AIM OF THE EXERCISE
The answer must consist of every line from the data that holds the string "yellow".

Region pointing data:
---+---

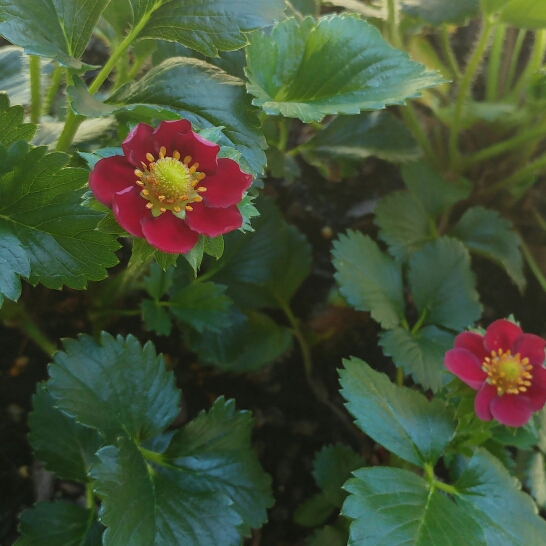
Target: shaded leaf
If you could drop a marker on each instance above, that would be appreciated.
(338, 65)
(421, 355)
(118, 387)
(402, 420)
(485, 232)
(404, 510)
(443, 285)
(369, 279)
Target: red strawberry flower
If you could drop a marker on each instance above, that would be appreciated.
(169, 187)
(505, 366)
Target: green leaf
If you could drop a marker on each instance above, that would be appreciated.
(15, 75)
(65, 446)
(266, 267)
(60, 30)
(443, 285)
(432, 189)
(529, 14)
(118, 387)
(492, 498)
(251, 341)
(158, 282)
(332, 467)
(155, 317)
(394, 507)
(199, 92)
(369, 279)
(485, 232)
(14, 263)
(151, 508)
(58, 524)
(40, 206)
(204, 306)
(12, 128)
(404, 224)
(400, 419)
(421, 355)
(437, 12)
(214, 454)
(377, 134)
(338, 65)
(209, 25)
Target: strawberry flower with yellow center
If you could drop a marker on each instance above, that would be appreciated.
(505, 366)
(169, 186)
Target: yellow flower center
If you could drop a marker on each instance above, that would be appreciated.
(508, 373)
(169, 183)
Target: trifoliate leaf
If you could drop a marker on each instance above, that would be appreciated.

---+---

WRITTEN RESPONSE
Target: strawberry flower with yellow center
Target: yellow flower center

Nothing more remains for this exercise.